Please set down exactly the lines of the listing below from the line containing "formatted like [219,60]." through the line containing "formatted like [193,61].", both lines included, leaving out all other lines.

Entries provided Start Marker

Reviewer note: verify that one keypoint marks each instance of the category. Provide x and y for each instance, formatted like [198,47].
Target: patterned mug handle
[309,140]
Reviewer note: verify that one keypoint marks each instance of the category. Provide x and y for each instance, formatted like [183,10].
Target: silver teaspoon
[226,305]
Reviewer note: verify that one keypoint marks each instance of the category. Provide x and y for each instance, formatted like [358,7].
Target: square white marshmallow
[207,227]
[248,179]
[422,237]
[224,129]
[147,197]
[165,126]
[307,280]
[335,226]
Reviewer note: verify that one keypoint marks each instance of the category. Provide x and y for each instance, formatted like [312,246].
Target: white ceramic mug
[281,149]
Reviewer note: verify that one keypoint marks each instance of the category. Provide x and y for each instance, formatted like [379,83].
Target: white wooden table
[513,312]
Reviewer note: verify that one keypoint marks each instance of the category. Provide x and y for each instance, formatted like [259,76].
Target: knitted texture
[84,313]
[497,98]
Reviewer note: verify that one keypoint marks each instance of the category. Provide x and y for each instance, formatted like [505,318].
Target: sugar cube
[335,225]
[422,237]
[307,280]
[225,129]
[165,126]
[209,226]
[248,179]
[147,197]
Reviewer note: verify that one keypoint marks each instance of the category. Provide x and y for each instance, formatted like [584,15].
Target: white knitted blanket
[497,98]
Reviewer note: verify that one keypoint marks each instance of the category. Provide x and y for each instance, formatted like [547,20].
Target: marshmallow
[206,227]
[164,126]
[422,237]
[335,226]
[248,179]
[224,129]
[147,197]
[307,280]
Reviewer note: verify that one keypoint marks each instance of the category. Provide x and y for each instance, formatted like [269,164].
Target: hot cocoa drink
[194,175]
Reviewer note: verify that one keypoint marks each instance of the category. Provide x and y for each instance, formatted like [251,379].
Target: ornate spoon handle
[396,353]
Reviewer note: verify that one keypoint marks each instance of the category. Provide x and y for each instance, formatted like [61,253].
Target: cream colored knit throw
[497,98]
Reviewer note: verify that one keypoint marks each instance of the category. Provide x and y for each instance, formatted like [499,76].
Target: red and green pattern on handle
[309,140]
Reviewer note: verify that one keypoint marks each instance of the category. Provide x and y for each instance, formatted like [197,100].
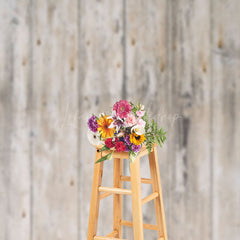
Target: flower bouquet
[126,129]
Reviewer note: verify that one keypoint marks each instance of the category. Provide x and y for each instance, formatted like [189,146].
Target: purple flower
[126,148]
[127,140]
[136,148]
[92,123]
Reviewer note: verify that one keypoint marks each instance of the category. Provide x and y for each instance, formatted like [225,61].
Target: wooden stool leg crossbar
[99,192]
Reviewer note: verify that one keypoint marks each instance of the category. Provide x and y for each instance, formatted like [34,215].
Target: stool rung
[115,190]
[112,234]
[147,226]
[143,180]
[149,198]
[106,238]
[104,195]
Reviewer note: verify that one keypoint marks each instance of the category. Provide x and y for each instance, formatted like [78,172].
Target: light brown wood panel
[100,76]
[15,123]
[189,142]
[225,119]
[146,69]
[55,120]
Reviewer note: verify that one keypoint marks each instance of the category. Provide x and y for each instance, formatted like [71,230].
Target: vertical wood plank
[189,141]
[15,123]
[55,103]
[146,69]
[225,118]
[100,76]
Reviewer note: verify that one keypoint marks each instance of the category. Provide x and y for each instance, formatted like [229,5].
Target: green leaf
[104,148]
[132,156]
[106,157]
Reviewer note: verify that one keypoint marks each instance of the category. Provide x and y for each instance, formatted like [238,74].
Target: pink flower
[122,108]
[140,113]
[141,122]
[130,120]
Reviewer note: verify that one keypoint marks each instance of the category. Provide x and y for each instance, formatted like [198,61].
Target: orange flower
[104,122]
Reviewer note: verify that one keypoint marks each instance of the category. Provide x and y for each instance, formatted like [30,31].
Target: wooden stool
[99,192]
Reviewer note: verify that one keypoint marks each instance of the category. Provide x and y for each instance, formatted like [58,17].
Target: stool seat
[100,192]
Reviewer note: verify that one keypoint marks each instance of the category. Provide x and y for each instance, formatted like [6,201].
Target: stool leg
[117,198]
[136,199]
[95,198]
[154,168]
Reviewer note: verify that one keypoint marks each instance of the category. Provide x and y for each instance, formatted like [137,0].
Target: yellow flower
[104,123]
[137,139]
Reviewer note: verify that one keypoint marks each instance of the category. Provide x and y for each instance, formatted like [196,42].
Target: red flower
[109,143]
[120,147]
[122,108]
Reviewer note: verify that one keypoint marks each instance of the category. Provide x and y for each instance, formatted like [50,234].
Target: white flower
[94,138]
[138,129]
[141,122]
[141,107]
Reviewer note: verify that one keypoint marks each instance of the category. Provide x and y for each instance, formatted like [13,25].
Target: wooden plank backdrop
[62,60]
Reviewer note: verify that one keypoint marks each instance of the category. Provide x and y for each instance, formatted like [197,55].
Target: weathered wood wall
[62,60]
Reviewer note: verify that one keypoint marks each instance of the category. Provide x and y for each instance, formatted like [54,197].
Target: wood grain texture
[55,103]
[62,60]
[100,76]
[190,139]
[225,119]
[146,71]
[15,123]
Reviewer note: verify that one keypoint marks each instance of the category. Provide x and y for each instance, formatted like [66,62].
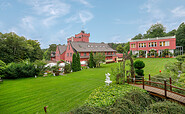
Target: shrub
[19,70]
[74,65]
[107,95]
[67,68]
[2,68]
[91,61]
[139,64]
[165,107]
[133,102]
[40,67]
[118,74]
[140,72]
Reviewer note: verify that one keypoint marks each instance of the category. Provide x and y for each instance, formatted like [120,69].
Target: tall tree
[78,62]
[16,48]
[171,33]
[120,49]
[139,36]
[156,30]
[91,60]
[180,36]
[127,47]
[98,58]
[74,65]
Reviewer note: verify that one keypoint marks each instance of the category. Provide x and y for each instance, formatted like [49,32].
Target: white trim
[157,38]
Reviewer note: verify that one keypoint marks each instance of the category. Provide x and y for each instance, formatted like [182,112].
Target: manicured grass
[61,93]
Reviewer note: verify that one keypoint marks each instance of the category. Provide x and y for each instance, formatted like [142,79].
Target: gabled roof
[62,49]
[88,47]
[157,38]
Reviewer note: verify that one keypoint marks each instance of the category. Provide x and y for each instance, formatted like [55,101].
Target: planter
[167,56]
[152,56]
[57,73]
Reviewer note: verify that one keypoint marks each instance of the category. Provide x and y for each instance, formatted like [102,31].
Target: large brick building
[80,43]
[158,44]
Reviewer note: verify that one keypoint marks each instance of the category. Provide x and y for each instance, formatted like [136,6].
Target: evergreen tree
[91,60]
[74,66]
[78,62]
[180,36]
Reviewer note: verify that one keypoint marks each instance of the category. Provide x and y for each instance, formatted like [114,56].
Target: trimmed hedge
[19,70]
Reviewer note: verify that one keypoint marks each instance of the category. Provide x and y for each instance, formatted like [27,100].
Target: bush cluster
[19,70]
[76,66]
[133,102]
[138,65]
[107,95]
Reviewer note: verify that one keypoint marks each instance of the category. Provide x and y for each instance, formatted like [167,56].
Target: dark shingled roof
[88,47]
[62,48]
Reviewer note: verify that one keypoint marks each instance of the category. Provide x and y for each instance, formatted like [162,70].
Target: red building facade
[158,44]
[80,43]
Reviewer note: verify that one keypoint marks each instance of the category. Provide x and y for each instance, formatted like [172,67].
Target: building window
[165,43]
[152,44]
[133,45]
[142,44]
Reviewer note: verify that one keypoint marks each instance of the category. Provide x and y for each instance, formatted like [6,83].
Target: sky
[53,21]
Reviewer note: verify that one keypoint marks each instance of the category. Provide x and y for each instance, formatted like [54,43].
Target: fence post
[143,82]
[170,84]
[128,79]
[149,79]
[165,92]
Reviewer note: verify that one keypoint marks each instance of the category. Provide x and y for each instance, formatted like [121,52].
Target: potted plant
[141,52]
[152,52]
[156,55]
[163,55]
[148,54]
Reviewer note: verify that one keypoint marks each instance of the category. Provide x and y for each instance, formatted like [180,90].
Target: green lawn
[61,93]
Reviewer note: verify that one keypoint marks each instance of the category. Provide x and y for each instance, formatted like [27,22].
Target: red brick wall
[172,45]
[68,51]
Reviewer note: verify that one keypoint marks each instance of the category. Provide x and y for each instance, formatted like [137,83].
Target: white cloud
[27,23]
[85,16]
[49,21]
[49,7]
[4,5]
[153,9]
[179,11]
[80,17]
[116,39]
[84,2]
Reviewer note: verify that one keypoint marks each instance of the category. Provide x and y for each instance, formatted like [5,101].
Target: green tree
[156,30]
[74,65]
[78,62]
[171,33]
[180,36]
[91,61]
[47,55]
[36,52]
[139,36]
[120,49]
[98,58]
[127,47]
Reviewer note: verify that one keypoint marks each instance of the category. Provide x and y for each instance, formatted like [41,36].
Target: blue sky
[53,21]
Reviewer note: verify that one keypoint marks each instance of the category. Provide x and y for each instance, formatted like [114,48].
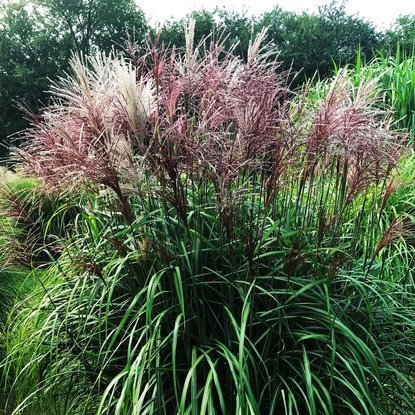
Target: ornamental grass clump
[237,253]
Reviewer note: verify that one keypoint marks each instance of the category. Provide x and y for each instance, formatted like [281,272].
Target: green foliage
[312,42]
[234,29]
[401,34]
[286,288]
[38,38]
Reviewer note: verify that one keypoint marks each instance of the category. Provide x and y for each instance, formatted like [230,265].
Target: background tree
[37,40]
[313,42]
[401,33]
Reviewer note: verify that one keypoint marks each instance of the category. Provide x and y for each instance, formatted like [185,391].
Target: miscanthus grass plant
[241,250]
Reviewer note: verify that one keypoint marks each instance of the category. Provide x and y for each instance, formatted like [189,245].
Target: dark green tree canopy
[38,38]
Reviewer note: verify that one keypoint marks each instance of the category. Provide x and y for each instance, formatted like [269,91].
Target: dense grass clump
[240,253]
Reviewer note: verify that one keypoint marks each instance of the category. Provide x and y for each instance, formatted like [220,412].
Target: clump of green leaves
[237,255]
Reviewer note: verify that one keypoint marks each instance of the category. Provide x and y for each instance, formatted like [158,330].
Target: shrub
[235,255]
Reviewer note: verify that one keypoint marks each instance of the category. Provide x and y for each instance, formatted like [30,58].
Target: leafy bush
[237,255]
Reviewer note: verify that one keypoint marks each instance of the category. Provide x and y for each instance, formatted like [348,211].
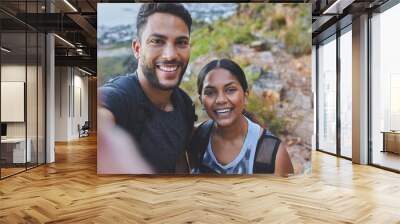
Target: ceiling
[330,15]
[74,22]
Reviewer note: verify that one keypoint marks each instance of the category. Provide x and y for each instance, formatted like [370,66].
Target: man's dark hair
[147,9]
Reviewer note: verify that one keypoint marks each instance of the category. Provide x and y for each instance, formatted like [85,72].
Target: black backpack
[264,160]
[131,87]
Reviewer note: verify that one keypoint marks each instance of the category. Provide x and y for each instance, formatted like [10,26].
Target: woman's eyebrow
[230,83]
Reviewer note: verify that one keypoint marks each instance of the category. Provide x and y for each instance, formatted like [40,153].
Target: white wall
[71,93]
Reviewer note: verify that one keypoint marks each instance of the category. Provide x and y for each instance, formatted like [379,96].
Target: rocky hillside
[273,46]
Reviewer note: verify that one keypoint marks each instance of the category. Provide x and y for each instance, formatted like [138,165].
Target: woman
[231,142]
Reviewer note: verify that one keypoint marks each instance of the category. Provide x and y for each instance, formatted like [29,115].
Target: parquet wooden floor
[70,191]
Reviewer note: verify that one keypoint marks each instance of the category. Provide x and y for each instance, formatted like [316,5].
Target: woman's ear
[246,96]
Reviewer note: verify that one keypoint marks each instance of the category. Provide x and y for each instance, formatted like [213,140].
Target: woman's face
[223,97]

Entries provided End Marker
Entries provided Start Marker

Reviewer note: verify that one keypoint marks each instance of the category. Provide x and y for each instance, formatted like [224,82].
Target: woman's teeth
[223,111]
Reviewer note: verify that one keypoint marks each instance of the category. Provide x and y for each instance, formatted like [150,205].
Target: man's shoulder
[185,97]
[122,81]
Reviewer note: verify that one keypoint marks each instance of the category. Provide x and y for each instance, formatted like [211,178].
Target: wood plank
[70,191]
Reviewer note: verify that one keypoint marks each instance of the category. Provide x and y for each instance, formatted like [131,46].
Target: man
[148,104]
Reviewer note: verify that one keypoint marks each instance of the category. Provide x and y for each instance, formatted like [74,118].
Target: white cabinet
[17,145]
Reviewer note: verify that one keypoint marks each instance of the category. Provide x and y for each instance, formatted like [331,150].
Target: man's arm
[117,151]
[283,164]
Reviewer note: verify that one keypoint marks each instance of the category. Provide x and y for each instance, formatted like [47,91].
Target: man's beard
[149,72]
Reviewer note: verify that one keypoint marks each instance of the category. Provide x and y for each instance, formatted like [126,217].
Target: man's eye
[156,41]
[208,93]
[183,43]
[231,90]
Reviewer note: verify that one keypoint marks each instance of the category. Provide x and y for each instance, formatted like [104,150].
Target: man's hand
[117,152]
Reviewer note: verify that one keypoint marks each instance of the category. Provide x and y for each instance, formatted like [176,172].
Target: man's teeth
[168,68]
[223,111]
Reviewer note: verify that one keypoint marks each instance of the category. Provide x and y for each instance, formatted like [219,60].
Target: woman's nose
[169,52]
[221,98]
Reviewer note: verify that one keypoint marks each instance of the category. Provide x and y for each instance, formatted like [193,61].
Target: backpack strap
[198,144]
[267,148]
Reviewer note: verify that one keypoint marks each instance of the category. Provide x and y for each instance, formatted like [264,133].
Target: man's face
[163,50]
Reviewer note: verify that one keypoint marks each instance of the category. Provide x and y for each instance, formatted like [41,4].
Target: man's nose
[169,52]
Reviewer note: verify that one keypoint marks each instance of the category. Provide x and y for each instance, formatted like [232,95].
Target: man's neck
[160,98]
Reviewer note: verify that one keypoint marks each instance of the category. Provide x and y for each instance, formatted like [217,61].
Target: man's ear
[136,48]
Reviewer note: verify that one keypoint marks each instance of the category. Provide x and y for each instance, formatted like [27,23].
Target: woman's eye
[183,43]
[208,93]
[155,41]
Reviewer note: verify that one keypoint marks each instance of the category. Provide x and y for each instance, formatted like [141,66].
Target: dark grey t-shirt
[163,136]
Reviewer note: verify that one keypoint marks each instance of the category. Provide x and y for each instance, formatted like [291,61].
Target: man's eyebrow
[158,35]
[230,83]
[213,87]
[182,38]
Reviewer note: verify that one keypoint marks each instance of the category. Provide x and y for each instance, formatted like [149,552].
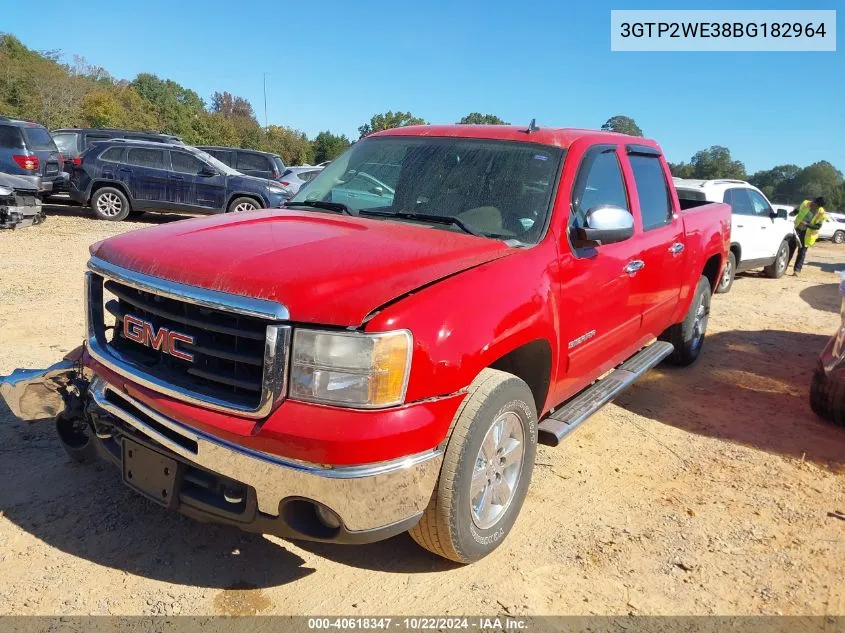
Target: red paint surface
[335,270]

Entries provided End Marker
Entries provided Start Marker

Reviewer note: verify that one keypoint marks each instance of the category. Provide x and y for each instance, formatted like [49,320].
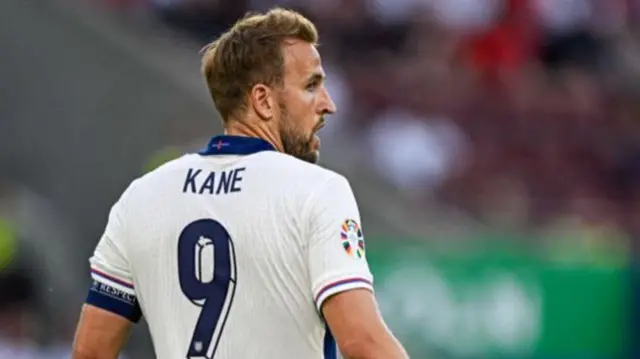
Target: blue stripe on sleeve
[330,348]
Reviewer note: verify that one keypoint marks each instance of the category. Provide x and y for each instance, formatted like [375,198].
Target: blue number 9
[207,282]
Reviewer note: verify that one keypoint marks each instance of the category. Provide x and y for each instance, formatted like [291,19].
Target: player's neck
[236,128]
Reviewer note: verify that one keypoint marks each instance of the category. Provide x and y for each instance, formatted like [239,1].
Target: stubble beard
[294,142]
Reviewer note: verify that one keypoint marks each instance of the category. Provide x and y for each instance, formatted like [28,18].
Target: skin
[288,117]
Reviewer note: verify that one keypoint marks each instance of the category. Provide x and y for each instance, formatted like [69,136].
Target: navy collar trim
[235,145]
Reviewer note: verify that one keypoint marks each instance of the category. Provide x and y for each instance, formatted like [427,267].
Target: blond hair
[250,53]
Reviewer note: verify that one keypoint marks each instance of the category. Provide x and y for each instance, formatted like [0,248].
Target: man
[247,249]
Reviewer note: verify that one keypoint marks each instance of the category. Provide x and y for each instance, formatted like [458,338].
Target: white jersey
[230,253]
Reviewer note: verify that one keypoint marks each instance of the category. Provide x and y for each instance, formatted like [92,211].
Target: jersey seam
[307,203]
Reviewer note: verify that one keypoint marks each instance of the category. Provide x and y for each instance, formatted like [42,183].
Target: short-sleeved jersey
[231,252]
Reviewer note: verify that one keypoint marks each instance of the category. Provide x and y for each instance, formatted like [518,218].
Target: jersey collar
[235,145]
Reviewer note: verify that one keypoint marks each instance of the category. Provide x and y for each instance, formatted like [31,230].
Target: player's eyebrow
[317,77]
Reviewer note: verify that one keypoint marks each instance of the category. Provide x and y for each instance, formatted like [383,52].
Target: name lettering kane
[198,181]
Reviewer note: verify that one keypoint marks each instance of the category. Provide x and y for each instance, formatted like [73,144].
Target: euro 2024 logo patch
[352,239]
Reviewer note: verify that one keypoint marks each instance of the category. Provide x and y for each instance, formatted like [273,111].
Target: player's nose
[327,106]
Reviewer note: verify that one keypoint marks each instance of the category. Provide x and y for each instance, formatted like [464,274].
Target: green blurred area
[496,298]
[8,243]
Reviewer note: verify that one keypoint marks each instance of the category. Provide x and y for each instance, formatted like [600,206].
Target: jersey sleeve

Entries provided End Marker

- [Completed task]:
Reviewer note: verify that one keypoint marks each instance of the category. Provide x and y for each instance, formatted like [219,60].
Target: woman's nose
[169,52]
[221,98]
Reviewer note: verify that one keypoint marks each instance of the category. Provide x and y for each instance, formatted like [193,61].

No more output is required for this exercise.